• The task
From the piece on morning coffee, reproduce the passage word for word, starting with "This morning, I" and going on through "are poured liberally.".

• Passage to read
-- -- --

Wednesday, July 16, 2008

Morning Coffee

I’m not much of a coffee drinker, though I do enjoy about a dozen cups per year. One of my earliest forays into the coffee world involved industrial strength coffee from a construction site breakfast wagon. After my first sip, I spent the rest of that morning discreetly pouring half of the cup of “mud” onto the ground. If memory serves me right, that spot became an instant parking lot. The reason I even had a cup of coffee that morning was because I was told that it was just part of the whole construction site routine. Everyone had to have a cup of morning coffee; you weren’t a man if you abstained. To this day, I strongly suspect there were only a few who liked the coffee, but rather most everyone, if not all, enjoyed the storytelling that accompanied the routine of breakfast wagon coffee.

This morning, I went to coffee and sat around a table with family and visited for an hour or so. I drank two of my twelve cups of coffee for the year, and heard some fun stories. As much as everyone jokes about the coffee, it was good, but again, it’s not really the coffee that brings everyone together – it’s not even the donuts and cookies. It’s the visiting that makes morning coffee fun. The stories shared over coffee give me a little more insight into the storyteller – I get to know them better. I find out more about what they like and what they don’t like; their stories and how they are told reveals details about what makes each person tick. I learn about what they value, or how their values might have changed over time, or even what might have changed those values. It seems that as long as the coffee is brewing, there are stories percolating, and both are poured liberally.

-- -- --

• Data shown
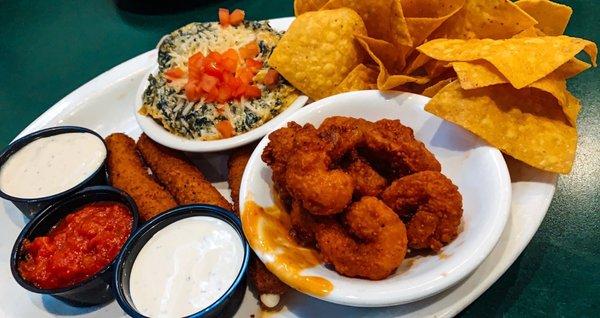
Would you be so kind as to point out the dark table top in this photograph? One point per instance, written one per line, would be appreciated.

-- -- --

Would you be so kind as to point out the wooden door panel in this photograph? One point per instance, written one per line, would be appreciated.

-- -- --

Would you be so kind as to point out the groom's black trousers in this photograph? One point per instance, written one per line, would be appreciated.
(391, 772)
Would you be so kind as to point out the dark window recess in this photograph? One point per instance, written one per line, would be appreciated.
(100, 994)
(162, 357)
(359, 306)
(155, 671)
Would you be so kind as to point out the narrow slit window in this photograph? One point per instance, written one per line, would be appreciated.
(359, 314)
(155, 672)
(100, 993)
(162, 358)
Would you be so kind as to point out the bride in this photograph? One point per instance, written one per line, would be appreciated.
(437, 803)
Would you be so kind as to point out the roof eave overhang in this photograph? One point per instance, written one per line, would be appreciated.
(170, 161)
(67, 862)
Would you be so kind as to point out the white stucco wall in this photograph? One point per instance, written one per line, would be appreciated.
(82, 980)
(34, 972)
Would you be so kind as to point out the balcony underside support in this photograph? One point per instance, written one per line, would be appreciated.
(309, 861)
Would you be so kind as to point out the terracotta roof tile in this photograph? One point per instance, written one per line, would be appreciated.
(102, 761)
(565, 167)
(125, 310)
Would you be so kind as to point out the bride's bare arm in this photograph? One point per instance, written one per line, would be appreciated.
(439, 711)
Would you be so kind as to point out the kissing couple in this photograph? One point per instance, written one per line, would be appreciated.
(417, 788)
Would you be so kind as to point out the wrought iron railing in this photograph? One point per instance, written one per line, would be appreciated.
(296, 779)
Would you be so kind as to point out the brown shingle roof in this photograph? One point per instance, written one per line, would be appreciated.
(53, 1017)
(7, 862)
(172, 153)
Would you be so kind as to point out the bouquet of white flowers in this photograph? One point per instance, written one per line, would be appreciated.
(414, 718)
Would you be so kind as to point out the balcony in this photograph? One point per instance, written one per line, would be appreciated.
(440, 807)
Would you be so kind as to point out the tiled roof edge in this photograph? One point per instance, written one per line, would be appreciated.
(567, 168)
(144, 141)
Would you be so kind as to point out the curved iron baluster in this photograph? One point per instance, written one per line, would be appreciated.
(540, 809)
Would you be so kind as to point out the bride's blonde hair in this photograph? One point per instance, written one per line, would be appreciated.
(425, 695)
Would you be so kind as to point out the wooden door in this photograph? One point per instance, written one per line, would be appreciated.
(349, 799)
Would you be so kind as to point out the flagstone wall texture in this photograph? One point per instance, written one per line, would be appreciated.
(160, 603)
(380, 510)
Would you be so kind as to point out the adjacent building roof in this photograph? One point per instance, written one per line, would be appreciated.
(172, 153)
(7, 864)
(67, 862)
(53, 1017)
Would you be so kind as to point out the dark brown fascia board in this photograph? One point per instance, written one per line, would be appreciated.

-- -- --

• Written response
This morning, I went to coffee and sat around a table with family and visited for an hour or so. I drank two of my twelve cups of coffee for the year, and heard some fun stories. As much as everyone jokes about the coffee, it was good, but again, it’s not really the coffee that brings everyone together – it’s not even the donuts and cookies. It’s the visiting that makes morning coffee fun. The stories shared over coffee give me a little more insight into the storyteller – I get to know them better. I find out more about what they like and what they don’t like; their stories and how they are told reveals details about what makes each person tick. I learn about what they value, or how their values might have changed over time, or even what might have changed those values. It seems that as long as the coffee is brewing, there are stories percolating, and both are poured liberally.